Yamaha RX-V675 Pure direct vs Straight vs DSP processing

CypZ

Novice Member
Hi guys,

I just bought a Yamaha RX-V675 connected to 5.1 Focal (700 or 800) speakers. Everything is just fine concerning digital stuff I have to do with like DTS/AC3 movies for example. DSPs are just fine and I'm happy with the sound for home cinema purposes.

But I'm also a DJ and for stereo / audiophile listening it become more complicated. I plugged the output of my mixer to the "Audio" input of the receiver, and I can't find the setting that fits my needs ! Here is the status :

1. In Pure direct mode :
+ The sound is very nice
+ There is no delay due to DSP processing
- Only the 2 front speakers works since it a stereo source*

2. In Straight mode :
+ Sound is not to bad
~ There is a small delay but I could live with it
- Only the 2 front speakers works since it a stereo source*

3. In any of the "Digital mode" with DSP :
~ Sound sucks, but I could deal with the 7Ch stereo mode even if not as cool as direct mode
- There is a huge delay which make it very hard / long to beatmatch precisely
+ All speakers works so i have a nice booth/monitor in my ears, but it's useless since it's delayed...
──────────
→ **Stated task a**
According to the forum post, why is having all speakers working in the DSP modes of no real use to the poster?
The stored entries have no connection to the forum post about the receiver.

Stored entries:
──────────
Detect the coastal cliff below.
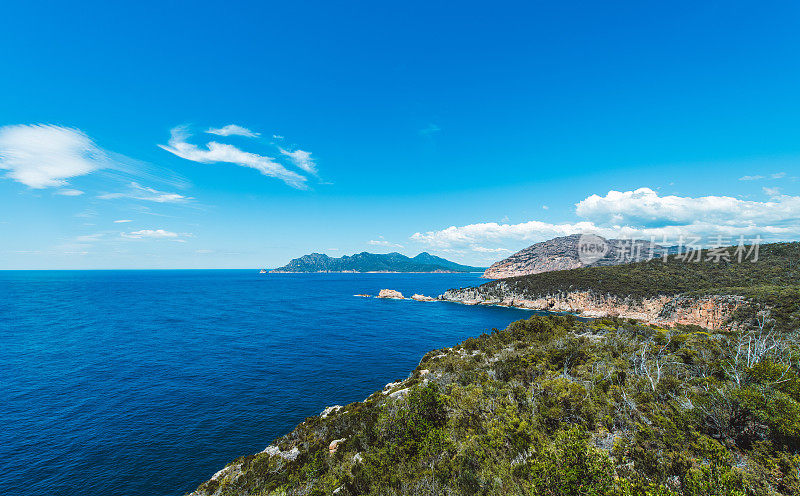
[184,243,800,496]
[483,234,670,279]
[186,315,800,496]
[270,252,484,273]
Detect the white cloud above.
[411,188,800,252]
[56,189,83,196]
[0,124,109,189]
[158,126,307,189]
[75,233,103,243]
[279,148,317,174]
[121,229,191,241]
[367,239,403,248]
[98,182,194,203]
[206,124,260,138]
[575,188,800,227]
[470,245,511,253]
[739,172,786,181]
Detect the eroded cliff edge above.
[440,283,747,329]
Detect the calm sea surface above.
[0,270,530,496]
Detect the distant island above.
[269,252,485,273]
[190,242,800,496]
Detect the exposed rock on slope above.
[271,252,483,273]
[441,283,746,329]
[483,234,667,279]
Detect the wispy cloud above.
[206,124,261,138]
[121,229,191,241]
[98,182,194,203]
[470,245,511,253]
[411,188,800,251]
[0,124,110,189]
[279,148,317,174]
[739,172,786,181]
[158,126,308,189]
[367,237,403,248]
[55,189,83,196]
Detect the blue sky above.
[0,1,800,269]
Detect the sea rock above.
[389,388,411,399]
[319,405,342,418]
[262,444,300,462]
[378,289,403,300]
[328,437,347,456]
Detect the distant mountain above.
[483,234,674,279]
[271,252,485,272]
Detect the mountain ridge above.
[270,251,484,273]
[483,234,673,279]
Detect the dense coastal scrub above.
[448,242,800,329]
[189,314,800,496]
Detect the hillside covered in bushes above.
[448,242,800,329]
[189,312,800,496]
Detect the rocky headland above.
[483,234,670,279]
[439,287,746,329]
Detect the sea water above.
[0,270,530,496]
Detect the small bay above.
[0,270,531,496]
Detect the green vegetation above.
[192,314,800,496]
[274,252,484,272]
[468,243,800,329]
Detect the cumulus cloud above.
[122,229,191,240]
[158,126,307,189]
[279,148,317,174]
[575,188,800,227]
[739,172,786,181]
[0,124,109,189]
[411,188,800,251]
[98,182,194,203]
[206,124,261,138]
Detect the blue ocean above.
[0,270,530,496]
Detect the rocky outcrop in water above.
[378,289,403,300]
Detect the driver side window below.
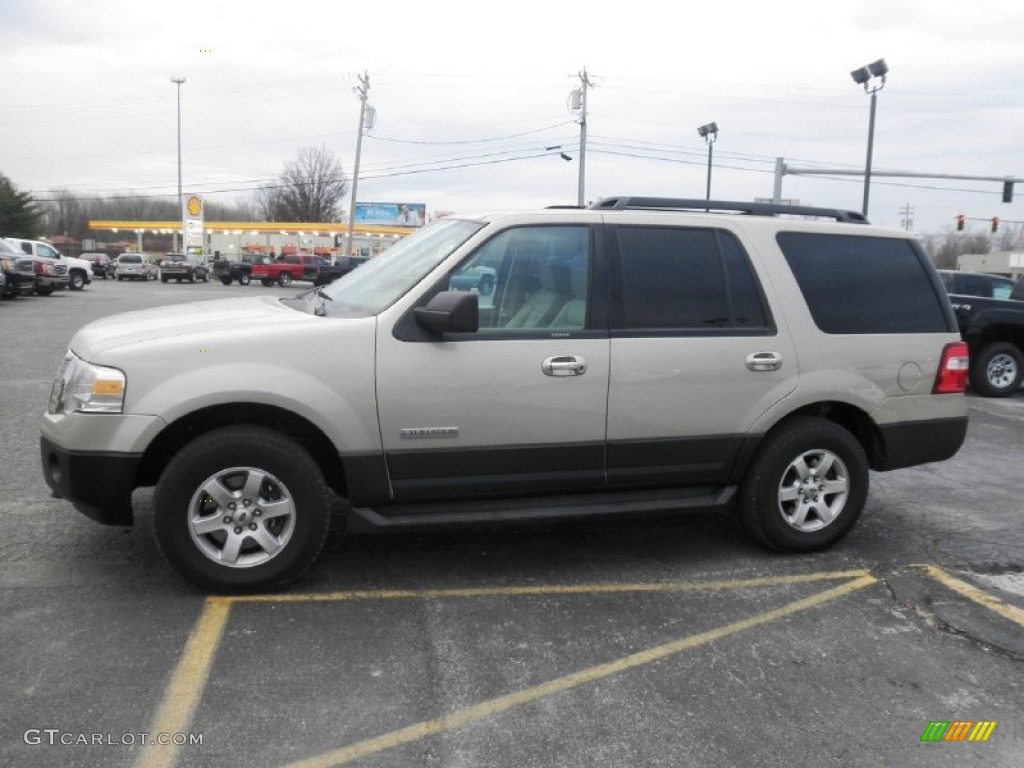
[447,226,591,333]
──────────
→ **Stated task b**
Reproduce the stored entries, starting at the line that contains "Detect the exposed rock on slope above." and continuing to the end of the stored entries. Leave out the picture lines.

→ **Output a**
The poster says the benefit is useless because the sound in those modes is delayed. The post also says this huge delay makes it very hard and slow to beatmatch precisely.

→ **Output b**
Detect the exposed rock on slope above.
[271,252,483,273]
[441,283,746,329]
[483,234,667,279]
Detect the wispy cloud above.
[206,124,261,138]
[121,229,191,241]
[98,182,194,203]
[470,245,511,253]
[411,188,800,251]
[0,124,110,189]
[279,148,317,174]
[739,172,786,181]
[158,126,308,189]
[367,237,403,248]
[55,189,83,196]
Detect the blue sky above.
[0,1,800,269]
Detect the sea rock above.
[389,388,411,399]
[319,405,342,418]
[262,444,300,462]
[378,289,403,300]
[328,437,347,456]
Detect the distant mountain above.
[483,234,674,279]
[271,252,485,272]
Detect the mountain ridge above.
[270,251,484,273]
[483,234,673,279]
Detect the dense coastal scrub above.
[448,242,800,329]
[189,314,800,496]
Detect the hillside covered in bushes above.
[448,242,800,329]
[189,312,800,496]
Detect the rocky headland above.
[483,234,670,279]
[439,287,746,329]
Detect the sea water above.
[0,270,530,496]
Detect the small bay above.
[0,270,531,496]
Detect the green vegetation above.
[192,314,800,496]
[274,252,484,272]
[468,243,800,329]
Detect the cumulus cloud above.
[122,229,191,240]
[158,126,307,189]
[279,148,317,174]
[575,188,800,227]
[739,172,786,181]
[0,124,109,189]
[411,188,800,251]
[98,182,194,203]
[206,124,261,138]
Detect the blue ocean above.
[0,270,530,496]
Detect the rocky outcrop in water above.
[378,289,403,300]
Detect the driver side window below.
[447,226,591,333]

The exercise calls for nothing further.